*Work to be completed*: Render the listing below as a Markdown table with the columns Number and Content, giving each nonblank line its own numbered row. Leave the pictures out of your answer.

*Exercise material*:
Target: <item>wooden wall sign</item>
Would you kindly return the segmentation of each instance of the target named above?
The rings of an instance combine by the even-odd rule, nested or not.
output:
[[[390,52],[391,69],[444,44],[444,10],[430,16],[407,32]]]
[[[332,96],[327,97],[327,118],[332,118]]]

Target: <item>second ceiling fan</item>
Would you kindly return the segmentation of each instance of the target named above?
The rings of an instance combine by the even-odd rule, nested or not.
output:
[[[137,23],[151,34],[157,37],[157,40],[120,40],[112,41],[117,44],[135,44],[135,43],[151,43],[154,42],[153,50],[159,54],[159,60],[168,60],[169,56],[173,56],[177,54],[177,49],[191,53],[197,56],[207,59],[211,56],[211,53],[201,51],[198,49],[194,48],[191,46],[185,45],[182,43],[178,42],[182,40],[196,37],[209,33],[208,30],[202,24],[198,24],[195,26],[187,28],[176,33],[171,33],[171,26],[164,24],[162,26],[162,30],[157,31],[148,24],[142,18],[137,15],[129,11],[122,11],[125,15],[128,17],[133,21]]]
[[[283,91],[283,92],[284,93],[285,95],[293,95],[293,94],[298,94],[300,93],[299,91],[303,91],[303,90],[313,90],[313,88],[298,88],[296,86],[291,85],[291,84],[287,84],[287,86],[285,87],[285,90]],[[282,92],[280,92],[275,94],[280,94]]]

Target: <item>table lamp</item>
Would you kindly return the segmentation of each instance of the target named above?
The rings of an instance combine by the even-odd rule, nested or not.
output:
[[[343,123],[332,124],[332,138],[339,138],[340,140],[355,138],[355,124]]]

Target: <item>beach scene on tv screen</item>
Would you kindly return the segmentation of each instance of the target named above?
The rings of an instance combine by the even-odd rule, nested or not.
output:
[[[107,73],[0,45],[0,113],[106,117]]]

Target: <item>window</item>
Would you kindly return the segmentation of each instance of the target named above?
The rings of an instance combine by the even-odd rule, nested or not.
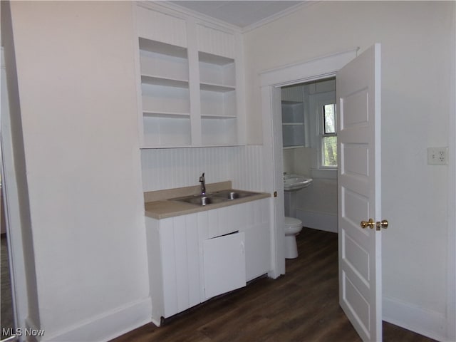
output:
[[[321,118],[321,167],[337,167],[336,105],[323,106]]]

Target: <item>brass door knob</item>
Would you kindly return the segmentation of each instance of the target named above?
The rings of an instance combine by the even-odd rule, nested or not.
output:
[[[369,219],[369,221],[368,222],[361,221],[361,223],[360,224],[360,225],[363,229],[366,228],[366,227],[368,227],[369,228],[372,229],[375,225],[375,222],[373,222],[373,219]]]
[[[388,228],[388,221],[386,219],[382,219],[381,221],[377,221],[376,226],[377,230],[380,230],[380,228]]]
[[[377,227],[377,230],[380,230],[381,228],[386,229],[388,228],[388,222],[386,219],[382,219],[381,221],[377,221],[374,222],[373,219],[369,219],[369,221],[361,221],[360,226],[361,228],[364,229],[368,227],[370,229],[373,229],[374,227]]]

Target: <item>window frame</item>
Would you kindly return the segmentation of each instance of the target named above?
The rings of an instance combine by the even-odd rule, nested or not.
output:
[[[325,105],[334,105],[334,133],[326,133],[325,125]],[[336,137],[337,139],[337,107],[336,102],[333,100],[324,100],[318,101],[318,167],[320,170],[336,170],[338,165],[324,165],[324,138],[328,137]],[[336,143],[337,145],[337,143]],[[337,149],[336,149],[337,151]],[[337,158],[337,157],[336,157]],[[337,160],[336,160],[337,162]]]

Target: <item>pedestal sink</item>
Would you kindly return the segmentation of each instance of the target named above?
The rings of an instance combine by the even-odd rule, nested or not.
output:
[[[286,173],[284,175],[284,190],[285,191],[297,191],[309,187],[312,180],[312,178],[301,175]]]
[[[285,173],[284,175],[284,190],[285,190],[285,216],[296,217],[296,192],[309,187],[312,178],[301,175]]]

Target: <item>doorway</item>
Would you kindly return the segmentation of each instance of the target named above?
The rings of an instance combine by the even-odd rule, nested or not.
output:
[[[281,88],[336,76],[336,72],[354,59],[358,48],[314,59],[299,64],[285,66],[260,75],[264,148],[263,184],[265,191],[277,194],[271,207],[271,272],[276,278],[285,274],[284,234],[283,140]]]
[[[284,191],[285,216],[337,232],[336,78],[281,87],[281,97],[284,173],[312,179]]]

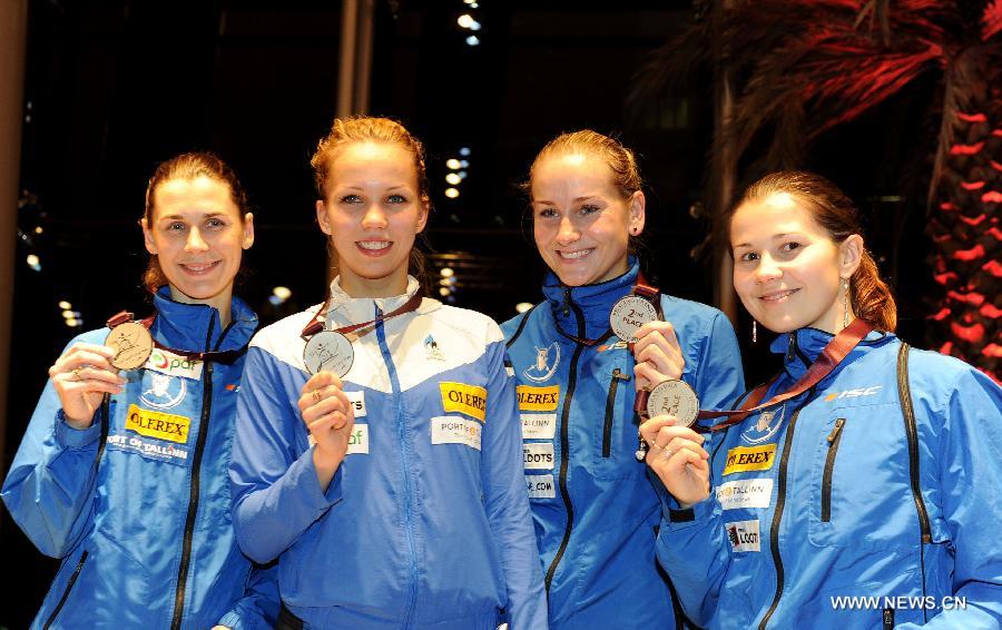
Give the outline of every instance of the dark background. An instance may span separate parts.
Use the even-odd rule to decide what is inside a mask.
[[[713,130],[713,77],[695,75],[640,111],[623,106],[650,52],[694,20],[682,1],[482,0],[481,43],[456,26],[461,0],[377,2],[371,114],[400,119],[428,149],[433,213],[426,249],[433,280],[449,260],[443,299],[498,321],[538,302],[543,267],[517,185],[554,135],[584,127],[633,148],[647,184],[642,253],[666,293],[709,302],[709,222],[704,195]],[[255,210],[253,269],[238,293],[263,323],[323,298],[324,240],[314,220],[308,158],[334,116],[341,6],[330,0],[29,2],[26,122],[13,292],[14,339],[6,471],[46,370],[81,329],[111,314],[149,309],[139,278],[137,219],[157,163],[209,149],[240,175]],[[926,165],[912,148],[931,98],[921,82],[876,112],[819,139],[805,166],[834,179],[867,216],[868,243],[901,298],[901,333],[922,337],[921,200],[901,183]],[[916,131],[917,130],[917,131]],[[471,151],[460,196],[449,199],[445,160]],[[917,159],[917,161],[916,161]],[[40,229],[39,229],[40,228]],[[24,264],[40,259],[40,270]],[[276,307],[272,289],[292,289]],[[436,294],[438,285],[431,287]],[[66,325],[72,304],[82,326]],[[749,345],[750,383],[770,372],[762,335]],[[768,339],[766,339],[767,342]],[[24,628],[56,561],[38,553],[3,513],[8,568],[0,626]],[[13,568],[13,571],[10,569]],[[11,577],[16,579],[11,580]]]

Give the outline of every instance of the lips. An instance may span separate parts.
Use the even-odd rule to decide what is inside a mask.
[[[576,249],[574,252],[564,252],[561,249],[557,252],[557,255],[560,256],[560,258],[563,260],[580,260],[592,252],[595,252],[595,247],[589,247],[587,249]]]
[[[780,302],[784,302],[787,297],[797,293],[798,291],[800,291],[800,289],[788,288],[788,289],[783,289],[783,291],[774,291],[774,292],[767,293],[765,295],[759,295],[758,299],[765,302],[766,304],[778,304]]]
[[[178,266],[189,275],[204,276],[212,273],[220,263],[222,260],[214,260],[212,263],[179,263]]]

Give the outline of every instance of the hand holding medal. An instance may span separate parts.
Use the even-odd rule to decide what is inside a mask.
[[[658,415],[640,425],[640,436],[650,445],[645,454],[647,465],[681,506],[709,496],[709,453],[703,447],[703,435],[675,416]]]
[[[317,472],[330,471],[331,478],[347,452],[355,424],[352,402],[342,386],[341,378],[333,373],[317,372],[303,385],[297,402],[312,442],[316,444],[313,461]]]
[[[105,394],[121,392],[126,380],[111,364],[116,351],[96,344],[73,344],[49,368],[62,414],[75,429],[87,429]]]

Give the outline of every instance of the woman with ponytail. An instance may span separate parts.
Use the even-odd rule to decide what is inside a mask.
[[[62,563],[31,628],[272,628],[274,570],[229,521],[230,442],[257,315],[233,293],[254,216],[206,152],[154,173],[139,220],[149,315],[72,339],[3,482],[3,502]]]
[[[728,226],[735,289],[784,363],[738,413],[641,426],[669,493],[658,559],[688,617],[998,628],[1002,390],[894,335],[857,210],[826,179],[769,175]]]

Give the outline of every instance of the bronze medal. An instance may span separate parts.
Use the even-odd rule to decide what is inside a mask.
[[[144,366],[154,348],[149,331],[139,322],[126,322],[111,328],[105,345],[115,351],[111,365],[118,370]]]

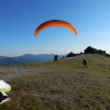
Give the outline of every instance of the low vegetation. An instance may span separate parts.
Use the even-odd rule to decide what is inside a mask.
[[[103,55],[2,66],[0,74],[12,86],[0,110],[110,110],[110,57]]]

*Answer to the problem*:
| Number | Content |
|---|---|
| 1 | Target: <item>wooden wall sign</item> |
| 2 | Would you kindly return the segmentation of each instance of the target named above? |
| 3 | The rings of an instance combine by the even-odd rule, nested or not. |
| 4 | output: |
| 5 | [[[390,52],[391,69],[444,44],[444,10],[430,16],[407,32]]] |
| 6 | [[[332,96],[327,97],[327,118],[332,118]]] |
| 7 | Target: <item>second ceiling fan</item> |
| 8 | Would you kindly return the segmentation of each instance of the target named above? |
| 9 | The rings of an instance combine by the even-odd rule, nested or not. |
| 10 | output: |
| 11 | [[[137,23],[151,34],[157,37],[157,40],[120,40],[112,41],[117,44],[135,44],[135,43],[151,43],[154,42],[153,50],[159,54],[159,60],[168,60],[169,56],[173,56],[177,54],[177,49],[191,53],[197,56],[207,59],[211,56],[211,53],[201,51],[198,49],[194,48],[191,46],[185,45],[182,43],[178,42],[182,40],[196,37],[209,33],[208,30],[202,24],[198,24],[195,26],[187,28],[176,33],[171,33],[171,26],[164,24],[162,26],[162,30],[157,31],[148,24],[142,18],[137,15],[129,11],[122,11],[125,15],[128,17],[133,21]]] |
| 12 | [[[283,91],[283,92],[284,93],[285,95],[293,95],[293,94],[298,94],[300,93],[299,91],[303,91],[303,90],[313,90],[313,88],[298,88],[296,86],[291,85],[291,84],[287,84],[287,86],[285,87],[285,90]],[[282,92],[280,92],[275,94],[280,94]]] |
| 13 | Target: <item>table lamp</item> |
| 14 | Would you kindly return the segmentation of each instance of the target named above? |
| 15 | The rings of an instance combine by the even-odd rule, nested or not. |
| 16 | output: |
| 17 | [[[343,123],[332,124],[332,138],[339,138],[340,140],[355,138],[355,124]]] |
| 18 | Target: <item>beach scene on tv screen</item> |
| 19 | Would you kindly return the segmentation of each instance of the target named above? |
| 20 | The rings of an instance combine by the even-odd rule, nested or not. |
| 21 | output: |
| 22 | [[[107,73],[0,45],[0,113],[106,117]]] |
| 23 | Target: <item>window</item> |
| 24 | Would you kindly return the segmentation of each instance of the target named above? |
| 25 | The rings of an instance combine by the even-odd rule, nested or not. |
| 26 | output: |
| 27 | [[[321,118],[321,167],[337,167],[336,105],[323,106]]] |
| 28 | Target: <item>brass door knob</item> |
| 29 | Would you kindly return the segmentation of each instance of the target named above? |
| 30 | The rings of an instance combine by the even-odd rule, nested or not. |
| 31 | output: |
| 32 | [[[369,219],[369,221],[368,222],[361,221],[361,223],[360,224],[360,225],[363,229],[366,228],[366,227],[368,227],[369,228],[372,229],[375,225],[375,222],[373,222],[373,219]]] |
| 33 | [[[388,228],[388,221],[386,219],[382,219],[381,221],[377,221],[376,226],[377,230],[380,230],[380,228]]] |
| 34 | [[[377,227],[377,230],[380,230],[381,228],[386,229],[388,228],[388,222],[386,219],[382,219],[381,221],[377,221],[374,222],[373,219],[369,219],[369,221],[361,221],[360,226],[361,228],[364,229],[368,227],[370,229],[373,229],[374,227]]] |
| 35 | Target: <item>window frame</item> |
| 36 | Would you kindly return the segmentation of each instance of the target named above? |
| 37 | The rings of an instance combine by the even-odd rule, nested or not. |
| 38 | output: |
| 39 | [[[325,105],[334,105],[334,133],[326,133],[325,125]],[[336,137],[337,139],[337,107],[336,102],[333,100],[324,100],[318,101],[318,167],[320,170],[336,170],[338,165],[324,165],[324,138],[328,137]],[[336,143],[337,145],[337,143]],[[337,149],[336,149],[337,151]],[[337,158],[337,157],[336,157]],[[337,160],[336,160],[337,162]]] |
| 40 | Target: <item>pedestal sink</item> |
| 41 | Would you kindly return the segmentation of each instance of the target named above? |
| 42 | The rings of an instance combine by the even-odd rule, nested or not. |
| 43 | output: |
| 44 | [[[286,173],[284,175],[284,190],[285,191],[297,191],[309,187],[312,180],[312,178],[301,175]]] |
| 45 | [[[285,173],[284,175],[284,190],[285,190],[285,216],[296,217],[296,192],[309,187],[312,178],[301,175]]] |
| 46 | Target: <item>doorway</item> |
| 47 | Would you kindly return the segmentation of each instance of the target named above? |
| 48 | The rings of an instance combine by the even-odd rule, nested or not. |
| 49 | output: |
| 50 | [[[281,88],[336,76],[336,72],[354,59],[358,48],[314,59],[299,64],[285,66],[260,75],[264,148],[263,184],[265,191],[277,194],[271,207],[271,272],[276,278],[285,274],[284,234],[283,140]]] |
| 51 | [[[284,191],[285,216],[337,232],[336,78],[281,87],[281,97],[284,173],[312,179]]] |
| 52 | Give the outline of every instance of the dark background. An instance may span separate parts. |
| 53 | Use the even-odd rule to decide what is inside a mask. |
| 54 | [[[713,130],[713,77],[695,75],[640,111],[623,106],[650,52],[694,20],[682,1],[482,0],[481,43],[456,26],[461,0],[377,2],[371,114],[400,119],[428,149],[433,213],[426,249],[433,280],[449,260],[443,299],[498,321],[538,302],[543,267],[517,185],[554,135],[584,127],[633,148],[647,184],[642,253],[666,293],[709,302],[709,222],[704,195]],[[255,210],[253,269],[238,293],[263,323],[323,298],[324,240],[314,220],[308,158],[334,116],[341,6],[330,0],[29,2],[26,122],[13,292],[14,339],[6,471],[46,370],[81,329],[111,314],[149,309],[139,278],[137,219],[157,163],[209,149],[240,175]],[[926,165],[912,148],[931,98],[921,82],[876,112],[819,139],[805,166],[834,179],[867,216],[868,243],[901,298],[901,333],[922,337],[921,200],[901,183]],[[916,131],[917,130],[917,131]],[[471,151],[460,196],[449,199],[445,160]],[[917,159],[917,161],[916,161]],[[40,229],[39,229],[40,228]],[[24,264],[40,259],[40,270]],[[276,307],[272,289],[292,289]],[[436,294],[438,285],[431,287]],[[66,325],[72,304],[82,326]],[[749,345],[750,383],[770,372],[762,335]],[[768,339],[766,339],[767,342]],[[24,628],[56,561],[38,553],[3,513],[8,568],[0,626]],[[13,568],[13,571],[10,569]],[[11,577],[16,579],[11,580]]] |
| 55 | Give the outline of every instance of the lips. An instance may span separate parts. |
| 56 | Use the even-odd rule to decide what is inside a mask. |
| 57 | [[[576,249],[574,252],[564,252],[561,249],[557,252],[557,255],[560,256],[560,258],[563,260],[580,260],[592,252],[595,252],[595,247],[589,247],[587,249]]] |
| 58 | [[[780,302],[784,302],[787,297],[797,293],[798,291],[800,291],[800,289],[788,288],[788,289],[783,289],[783,291],[774,291],[774,292],[767,293],[765,295],[759,295],[758,299],[765,302],[766,304],[778,304]]] |
| 59 | [[[178,266],[189,275],[204,276],[212,273],[220,263],[222,260],[214,260],[212,263],[179,263]]] |
| 60 | Give the outline of every instance of the hand holding medal. An instance may span separate parts. |
| 61 | Use the even-odd rule to decide what is inside a mask. |
| 62 | [[[658,415],[640,425],[640,436],[650,445],[645,454],[647,465],[681,506],[709,496],[709,453],[703,447],[703,435],[675,416]]] |
| 63 | [[[317,472],[330,471],[331,478],[347,452],[355,424],[352,402],[342,386],[341,378],[333,373],[317,372],[303,385],[297,402],[312,442],[316,444],[313,461]]] |
| 64 | [[[105,394],[121,392],[126,380],[111,364],[116,351],[96,344],[73,344],[49,368],[62,414],[75,429],[87,429]]] |
| 65 | Give the outline of every instance of the woman with ponytail. An instance may span separate parts. |
| 66 | Use the even-odd rule to decide what is inside a mask. |
| 67 | [[[62,563],[31,628],[272,628],[274,570],[229,521],[230,442],[257,315],[233,293],[254,216],[206,152],[154,173],[139,220],[149,315],[72,339],[3,482],[3,502]]] |
| 68 | [[[728,226],[735,289],[784,363],[738,413],[641,426],[669,493],[658,559],[688,617],[998,628],[1002,390],[894,335],[857,210],[826,179],[769,175]]] |
| 69 | Give the outline of every instance of the bronze medal. An instance may span separate parts. |
| 70 | Use the even-odd rule to decide what is inside a mask. |
| 71 | [[[144,366],[154,348],[149,331],[139,322],[126,322],[111,328],[105,345],[115,351],[111,365],[118,370]]] |
| 72 | Give the outline of every instance of the low vegetation. An instance may span separate parts. |
| 73 | Use the even-odd rule to decide what is inside a mask. |
| 74 | [[[103,55],[2,66],[0,74],[12,86],[0,110],[110,110],[110,57]]] |